Directions for this task: Would you write out every record that follows exactly, with the pictures left out?

Given data:

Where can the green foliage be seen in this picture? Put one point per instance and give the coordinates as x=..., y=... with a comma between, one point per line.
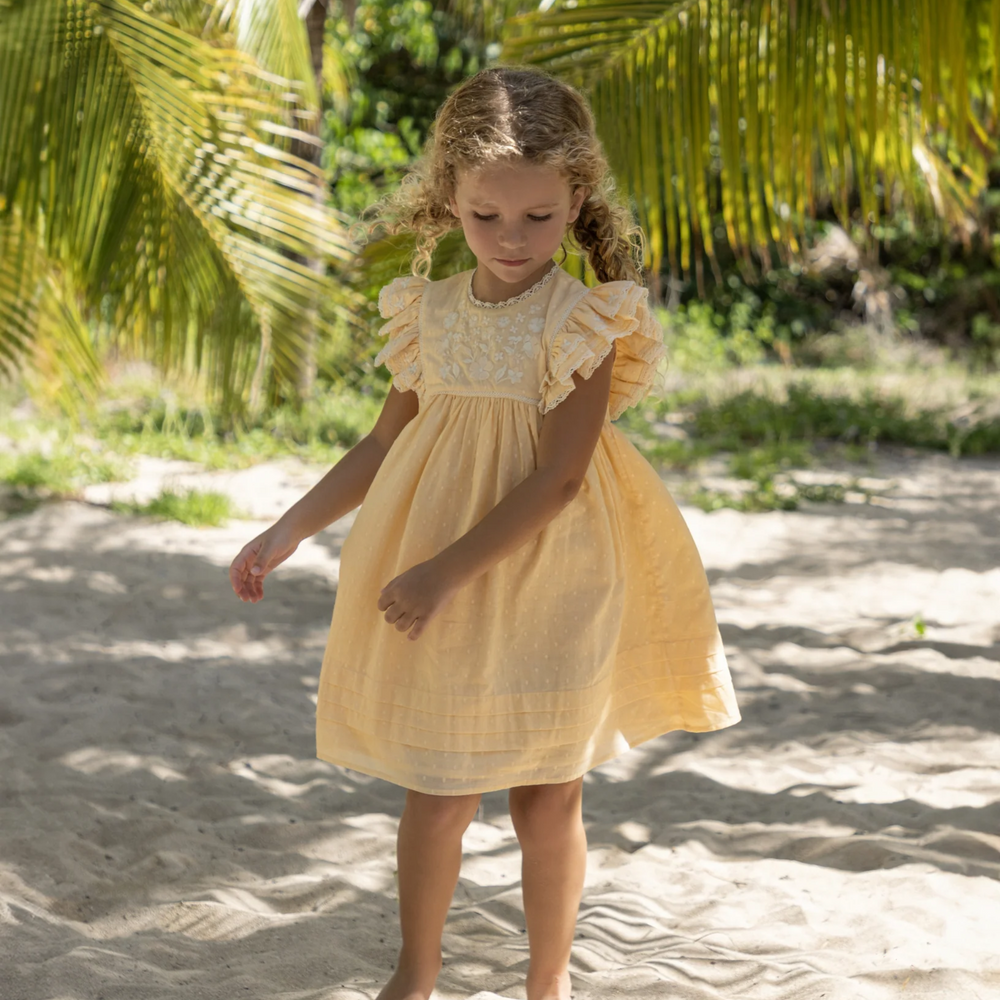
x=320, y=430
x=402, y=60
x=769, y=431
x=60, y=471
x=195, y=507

Response to this exercise:
Where can the green foliage be seen in this picture? Put one point per instance and give the coordinates as x=..., y=... with a comma between, one point per line.
x=320, y=430
x=402, y=60
x=769, y=431
x=60, y=471
x=195, y=507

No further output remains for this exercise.